=== To do ===
Please copy out the rows from the line with "You are given the photo below." up to and including the line with "[[252, 279]]", substituting "place a single point" for "put one point" and changing nothing else. Omit the pictures.

=== Records provided ===
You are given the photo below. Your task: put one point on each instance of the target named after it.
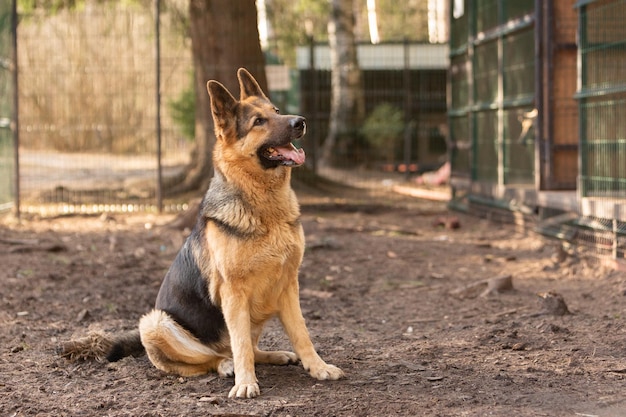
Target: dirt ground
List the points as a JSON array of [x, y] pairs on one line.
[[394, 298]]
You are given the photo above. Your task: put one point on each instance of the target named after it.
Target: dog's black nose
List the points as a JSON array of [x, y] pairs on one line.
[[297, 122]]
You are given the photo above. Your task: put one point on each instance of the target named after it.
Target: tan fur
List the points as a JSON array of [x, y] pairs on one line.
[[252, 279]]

...

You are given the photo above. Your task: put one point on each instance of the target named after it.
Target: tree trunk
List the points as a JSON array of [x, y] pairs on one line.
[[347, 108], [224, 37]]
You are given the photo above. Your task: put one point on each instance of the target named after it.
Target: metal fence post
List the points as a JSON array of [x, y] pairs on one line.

=== Written solution ===
You are given the photo below. Your task: place a single point on each instance of the target named after it.
Target: dirt ground
List the points as a JSON array of [x, y] pairs on one line.
[[394, 298]]
You are given the photo above. Your task: place a single point on each instance of the target named after it.
Target: dog's black nose
List the points as a JSON array of [x, y] pairs on one line.
[[297, 122]]
You are given the photo above. Your task: place a single point on each instance of the target named after it.
Target: tan fur
List the points as a JSON array of [x, y] pairs on one line.
[[252, 279]]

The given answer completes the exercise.